How to complete this task — Line count for the string "query" in the records below: report that figure and nothing else.

┌─ Provided records

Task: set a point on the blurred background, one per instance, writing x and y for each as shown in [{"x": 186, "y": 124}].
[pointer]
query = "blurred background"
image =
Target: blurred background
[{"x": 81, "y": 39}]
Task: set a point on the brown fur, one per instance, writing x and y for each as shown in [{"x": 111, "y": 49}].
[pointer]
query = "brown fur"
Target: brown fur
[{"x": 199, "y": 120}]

└─
┌─ Provided records

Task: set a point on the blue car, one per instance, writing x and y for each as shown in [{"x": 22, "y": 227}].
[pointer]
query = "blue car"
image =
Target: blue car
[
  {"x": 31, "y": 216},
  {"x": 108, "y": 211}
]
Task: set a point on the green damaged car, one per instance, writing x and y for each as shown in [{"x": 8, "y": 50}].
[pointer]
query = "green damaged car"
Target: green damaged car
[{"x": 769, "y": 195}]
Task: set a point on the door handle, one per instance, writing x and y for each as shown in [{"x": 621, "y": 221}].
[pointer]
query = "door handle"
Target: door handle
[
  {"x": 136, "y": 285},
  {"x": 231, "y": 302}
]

└─
┌─ Provided records

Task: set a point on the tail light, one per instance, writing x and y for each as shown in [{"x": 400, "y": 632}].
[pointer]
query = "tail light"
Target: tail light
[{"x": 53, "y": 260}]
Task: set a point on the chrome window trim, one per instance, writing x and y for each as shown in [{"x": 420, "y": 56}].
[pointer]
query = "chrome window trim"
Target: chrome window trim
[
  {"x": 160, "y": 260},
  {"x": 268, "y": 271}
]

└─

The answer — 7